Rewrite the part that opens with the line containing "Could you mark the region of every instance of the <item>taxi" and closes with the line containing "187L58 199L85 199L91" as a JSON list of strings, one string per line, leaving out any blank lines.

──────

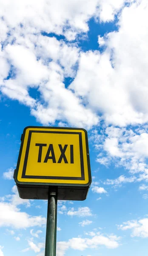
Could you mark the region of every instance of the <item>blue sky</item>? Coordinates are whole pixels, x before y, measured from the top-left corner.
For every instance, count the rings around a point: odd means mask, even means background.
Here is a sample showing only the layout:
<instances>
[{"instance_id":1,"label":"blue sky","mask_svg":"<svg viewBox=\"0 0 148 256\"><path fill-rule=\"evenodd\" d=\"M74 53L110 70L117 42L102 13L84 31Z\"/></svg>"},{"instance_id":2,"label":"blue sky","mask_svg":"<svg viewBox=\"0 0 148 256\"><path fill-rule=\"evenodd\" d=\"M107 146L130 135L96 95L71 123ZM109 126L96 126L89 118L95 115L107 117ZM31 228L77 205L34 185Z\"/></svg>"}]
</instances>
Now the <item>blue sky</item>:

──────

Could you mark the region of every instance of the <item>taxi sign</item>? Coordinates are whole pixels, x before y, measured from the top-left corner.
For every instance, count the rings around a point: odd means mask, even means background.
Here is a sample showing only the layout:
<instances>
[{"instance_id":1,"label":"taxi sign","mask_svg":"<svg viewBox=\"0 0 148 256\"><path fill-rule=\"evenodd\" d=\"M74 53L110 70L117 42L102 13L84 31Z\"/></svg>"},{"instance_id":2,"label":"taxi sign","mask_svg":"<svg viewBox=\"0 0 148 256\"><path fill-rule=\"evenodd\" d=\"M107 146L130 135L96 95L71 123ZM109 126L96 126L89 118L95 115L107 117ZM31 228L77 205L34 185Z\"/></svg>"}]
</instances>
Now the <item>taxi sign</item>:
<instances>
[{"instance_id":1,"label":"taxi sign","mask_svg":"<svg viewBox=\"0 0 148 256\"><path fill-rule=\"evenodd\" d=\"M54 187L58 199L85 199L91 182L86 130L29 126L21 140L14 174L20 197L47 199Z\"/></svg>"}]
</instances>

──────

**The output:**
[
  "Could you mark the region of every instance of the <item>taxi sign</item>? Coordinates are whole pixels, x before y, measured from the top-left corner.",
  "For every instance, count the rings around a point: odd means mask, even means background.",
  "Here is a sample showing only the layout:",
  "<instances>",
  "[{\"instance_id\":1,\"label\":\"taxi sign\",\"mask_svg\":\"<svg viewBox=\\\"0 0 148 256\\\"><path fill-rule=\\\"evenodd\\\" d=\\\"M74 53L110 70L117 42L102 13L84 31Z\\\"/></svg>\"},{\"instance_id\":2,\"label\":\"taxi sign\",\"mask_svg\":\"<svg viewBox=\\\"0 0 148 256\\\"><path fill-rule=\\\"evenodd\\\" d=\\\"M107 146L130 135L96 95L71 123ZM109 126L96 126L89 118L95 115L107 117ZM31 228L77 205L34 185Z\\\"/></svg>\"}]",
  "</instances>",
  "Now the <item>taxi sign</item>:",
  "<instances>",
  "[{\"instance_id\":1,\"label\":\"taxi sign\",\"mask_svg\":\"<svg viewBox=\\\"0 0 148 256\\\"><path fill-rule=\\\"evenodd\\\" d=\\\"M54 187L58 199L85 199L91 182L86 130L29 126L21 140L14 174L20 197L47 199Z\\\"/></svg>\"}]"
]